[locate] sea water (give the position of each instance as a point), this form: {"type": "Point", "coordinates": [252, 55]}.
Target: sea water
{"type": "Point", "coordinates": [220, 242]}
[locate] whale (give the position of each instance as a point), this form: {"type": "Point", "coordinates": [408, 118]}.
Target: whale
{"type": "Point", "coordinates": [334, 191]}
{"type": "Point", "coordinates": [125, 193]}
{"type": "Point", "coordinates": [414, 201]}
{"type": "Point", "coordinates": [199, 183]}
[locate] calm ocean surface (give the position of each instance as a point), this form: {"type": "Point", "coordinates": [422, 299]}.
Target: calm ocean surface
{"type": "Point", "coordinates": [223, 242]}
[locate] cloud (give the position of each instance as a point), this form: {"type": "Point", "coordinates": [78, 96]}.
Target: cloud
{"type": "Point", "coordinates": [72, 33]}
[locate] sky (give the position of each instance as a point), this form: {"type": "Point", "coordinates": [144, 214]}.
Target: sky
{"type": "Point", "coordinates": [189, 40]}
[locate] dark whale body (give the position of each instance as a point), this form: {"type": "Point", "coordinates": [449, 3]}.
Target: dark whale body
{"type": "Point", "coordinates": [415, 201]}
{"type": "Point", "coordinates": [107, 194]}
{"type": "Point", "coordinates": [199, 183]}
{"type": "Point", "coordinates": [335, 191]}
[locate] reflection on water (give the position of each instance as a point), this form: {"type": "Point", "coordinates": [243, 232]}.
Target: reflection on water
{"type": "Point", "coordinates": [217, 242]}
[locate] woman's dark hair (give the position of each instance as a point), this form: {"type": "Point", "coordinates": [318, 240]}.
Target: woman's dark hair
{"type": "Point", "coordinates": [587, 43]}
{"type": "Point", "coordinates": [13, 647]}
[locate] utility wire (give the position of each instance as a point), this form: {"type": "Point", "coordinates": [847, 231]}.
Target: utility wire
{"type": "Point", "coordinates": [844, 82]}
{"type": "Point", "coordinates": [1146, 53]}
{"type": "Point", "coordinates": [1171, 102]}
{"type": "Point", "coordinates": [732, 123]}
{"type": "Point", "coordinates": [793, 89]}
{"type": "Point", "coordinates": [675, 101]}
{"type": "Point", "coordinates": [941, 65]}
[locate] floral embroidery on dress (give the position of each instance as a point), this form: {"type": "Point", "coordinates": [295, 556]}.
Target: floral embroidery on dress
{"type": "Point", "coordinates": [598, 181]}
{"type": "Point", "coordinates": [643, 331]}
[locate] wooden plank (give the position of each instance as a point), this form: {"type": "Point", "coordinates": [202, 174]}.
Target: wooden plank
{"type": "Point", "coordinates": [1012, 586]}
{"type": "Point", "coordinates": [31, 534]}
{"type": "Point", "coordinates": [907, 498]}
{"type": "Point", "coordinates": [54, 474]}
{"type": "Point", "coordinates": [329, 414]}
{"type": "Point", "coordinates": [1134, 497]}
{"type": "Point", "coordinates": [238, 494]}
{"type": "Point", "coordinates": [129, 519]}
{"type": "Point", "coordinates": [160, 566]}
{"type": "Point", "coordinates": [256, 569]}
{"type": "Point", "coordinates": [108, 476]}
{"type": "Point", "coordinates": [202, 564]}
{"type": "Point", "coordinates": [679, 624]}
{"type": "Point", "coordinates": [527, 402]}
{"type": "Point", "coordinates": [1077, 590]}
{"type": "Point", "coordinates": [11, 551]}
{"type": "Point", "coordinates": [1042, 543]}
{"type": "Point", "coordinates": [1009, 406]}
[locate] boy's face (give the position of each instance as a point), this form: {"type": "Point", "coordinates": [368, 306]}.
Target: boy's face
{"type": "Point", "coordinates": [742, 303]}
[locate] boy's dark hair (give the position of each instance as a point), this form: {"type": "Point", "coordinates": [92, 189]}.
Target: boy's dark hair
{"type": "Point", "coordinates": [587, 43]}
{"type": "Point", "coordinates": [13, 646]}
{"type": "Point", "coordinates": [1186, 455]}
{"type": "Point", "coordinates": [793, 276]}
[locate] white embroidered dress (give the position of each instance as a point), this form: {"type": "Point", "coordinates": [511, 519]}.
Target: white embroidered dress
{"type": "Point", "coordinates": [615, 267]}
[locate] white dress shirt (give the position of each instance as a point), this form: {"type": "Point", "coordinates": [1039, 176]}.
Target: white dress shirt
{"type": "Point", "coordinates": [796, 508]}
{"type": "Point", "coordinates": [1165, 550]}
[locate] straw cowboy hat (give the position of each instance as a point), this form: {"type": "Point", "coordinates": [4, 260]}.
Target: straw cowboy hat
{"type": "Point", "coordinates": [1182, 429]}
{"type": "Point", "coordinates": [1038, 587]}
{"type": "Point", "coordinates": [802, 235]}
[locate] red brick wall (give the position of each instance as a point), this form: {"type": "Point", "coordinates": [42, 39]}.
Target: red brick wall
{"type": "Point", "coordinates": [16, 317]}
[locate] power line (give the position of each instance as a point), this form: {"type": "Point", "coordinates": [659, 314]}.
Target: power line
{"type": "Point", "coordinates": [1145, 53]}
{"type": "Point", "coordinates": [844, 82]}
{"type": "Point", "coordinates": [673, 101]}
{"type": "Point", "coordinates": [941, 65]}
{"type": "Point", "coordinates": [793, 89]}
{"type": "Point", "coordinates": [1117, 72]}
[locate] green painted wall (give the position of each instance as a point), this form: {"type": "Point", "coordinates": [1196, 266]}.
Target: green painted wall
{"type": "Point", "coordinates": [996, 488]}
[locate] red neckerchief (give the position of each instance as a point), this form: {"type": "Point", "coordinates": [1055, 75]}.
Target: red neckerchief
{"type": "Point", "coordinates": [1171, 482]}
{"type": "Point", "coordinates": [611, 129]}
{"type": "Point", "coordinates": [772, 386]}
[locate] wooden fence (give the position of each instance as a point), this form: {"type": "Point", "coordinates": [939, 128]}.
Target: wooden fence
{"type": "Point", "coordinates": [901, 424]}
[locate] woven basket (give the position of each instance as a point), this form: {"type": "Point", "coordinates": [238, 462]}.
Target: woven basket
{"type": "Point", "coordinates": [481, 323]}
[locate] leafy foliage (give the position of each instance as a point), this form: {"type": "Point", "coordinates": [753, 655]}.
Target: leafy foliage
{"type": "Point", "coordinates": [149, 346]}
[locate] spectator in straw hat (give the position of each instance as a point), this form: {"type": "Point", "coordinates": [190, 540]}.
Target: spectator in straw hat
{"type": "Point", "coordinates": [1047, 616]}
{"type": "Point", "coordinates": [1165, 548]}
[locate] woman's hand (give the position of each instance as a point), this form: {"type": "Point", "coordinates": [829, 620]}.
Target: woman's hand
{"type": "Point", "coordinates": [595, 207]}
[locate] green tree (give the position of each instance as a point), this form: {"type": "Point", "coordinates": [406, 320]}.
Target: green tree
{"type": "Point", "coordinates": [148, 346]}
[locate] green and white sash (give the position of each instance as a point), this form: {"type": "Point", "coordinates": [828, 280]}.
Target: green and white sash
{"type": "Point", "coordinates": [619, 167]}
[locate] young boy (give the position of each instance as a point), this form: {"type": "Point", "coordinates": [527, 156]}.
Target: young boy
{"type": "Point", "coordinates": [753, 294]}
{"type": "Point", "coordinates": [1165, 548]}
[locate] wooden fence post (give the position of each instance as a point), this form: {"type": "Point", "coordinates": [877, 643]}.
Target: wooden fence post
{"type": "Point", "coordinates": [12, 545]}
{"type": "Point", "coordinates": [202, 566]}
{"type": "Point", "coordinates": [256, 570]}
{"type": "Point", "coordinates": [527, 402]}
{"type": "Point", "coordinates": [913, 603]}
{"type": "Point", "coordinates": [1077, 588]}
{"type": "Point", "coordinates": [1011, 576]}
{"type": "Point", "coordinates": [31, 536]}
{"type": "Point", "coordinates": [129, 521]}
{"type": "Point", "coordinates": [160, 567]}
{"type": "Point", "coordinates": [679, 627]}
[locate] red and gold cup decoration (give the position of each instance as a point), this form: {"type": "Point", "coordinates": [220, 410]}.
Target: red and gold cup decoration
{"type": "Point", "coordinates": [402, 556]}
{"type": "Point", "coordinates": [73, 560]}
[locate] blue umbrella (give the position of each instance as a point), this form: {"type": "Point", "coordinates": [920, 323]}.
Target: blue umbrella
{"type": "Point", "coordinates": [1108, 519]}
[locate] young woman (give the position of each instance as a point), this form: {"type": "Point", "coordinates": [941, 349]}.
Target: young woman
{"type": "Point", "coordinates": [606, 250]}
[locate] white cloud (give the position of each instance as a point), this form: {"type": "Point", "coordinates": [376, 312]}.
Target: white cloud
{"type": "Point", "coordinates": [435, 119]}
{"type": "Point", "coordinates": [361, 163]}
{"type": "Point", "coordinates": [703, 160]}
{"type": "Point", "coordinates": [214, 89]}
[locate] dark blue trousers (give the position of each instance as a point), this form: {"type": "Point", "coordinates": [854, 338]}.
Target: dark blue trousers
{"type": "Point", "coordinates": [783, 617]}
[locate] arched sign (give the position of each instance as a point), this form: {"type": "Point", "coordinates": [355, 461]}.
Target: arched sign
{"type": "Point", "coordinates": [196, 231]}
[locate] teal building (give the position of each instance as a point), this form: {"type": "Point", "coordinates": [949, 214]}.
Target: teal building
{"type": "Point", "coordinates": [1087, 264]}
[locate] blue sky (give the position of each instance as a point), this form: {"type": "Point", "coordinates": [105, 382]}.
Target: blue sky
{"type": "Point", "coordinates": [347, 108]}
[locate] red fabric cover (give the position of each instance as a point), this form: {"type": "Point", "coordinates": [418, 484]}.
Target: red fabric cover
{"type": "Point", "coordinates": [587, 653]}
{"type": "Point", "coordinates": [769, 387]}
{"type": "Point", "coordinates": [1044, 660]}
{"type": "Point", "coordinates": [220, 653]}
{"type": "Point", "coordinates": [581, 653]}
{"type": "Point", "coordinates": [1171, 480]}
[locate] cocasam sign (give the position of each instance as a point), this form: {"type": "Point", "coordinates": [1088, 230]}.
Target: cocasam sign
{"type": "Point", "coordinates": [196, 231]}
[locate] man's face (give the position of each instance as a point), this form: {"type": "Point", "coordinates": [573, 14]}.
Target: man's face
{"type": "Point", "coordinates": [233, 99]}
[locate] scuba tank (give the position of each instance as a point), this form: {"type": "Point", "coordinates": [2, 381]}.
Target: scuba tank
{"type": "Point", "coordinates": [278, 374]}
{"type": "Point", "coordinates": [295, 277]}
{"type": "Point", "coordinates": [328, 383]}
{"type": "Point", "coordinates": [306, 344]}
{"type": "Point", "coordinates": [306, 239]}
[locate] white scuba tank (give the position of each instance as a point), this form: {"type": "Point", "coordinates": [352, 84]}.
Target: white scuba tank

------------------------------------------------

#### [WHAT IS REQUIRED]
Retype the entries above exactly, but only from the line containing "[locate] wooden fence (give" through the line containing "[locate] green tree", both included.

#### [YOUR SOLUTION]
[locate] wooden fence (give the position of each instance as a point), this form: {"type": "Point", "coordinates": [939, 128]}.
Target: wooden fence
{"type": "Point", "coordinates": [901, 424]}
[locate] woven basket (give the position of each instance as a point), this form: {"type": "Point", "coordinates": [238, 462]}.
Target: woven basket
{"type": "Point", "coordinates": [481, 323]}
[locate] leafy foliage (give the position of each instance as a point), this form: {"type": "Point", "coordinates": [753, 655]}.
Target: leafy foliage
{"type": "Point", "coordinates": [149, 346]}
[locate] spectator in straw hat (give the position of each instance as a point), this form: {"type": "Point", "coordinates": [190, 540]}.
Target: spectator in straw hat
{"type": "Point", "coordinates": [1047, 616]}
{"type": "Point", "coordinates": [1165, 548]}
[locate] woman's hand (give the position of each instance as a point), this form: {"type": "Point", "coordinates": [829, 620]}.
Target: woman's hand
{"type": "Point", "coordinates": [595, 207]}
[locate] green tree (give the position of each instance as a point), this form: {"type": "Point", "coordinates": [406, 320]}.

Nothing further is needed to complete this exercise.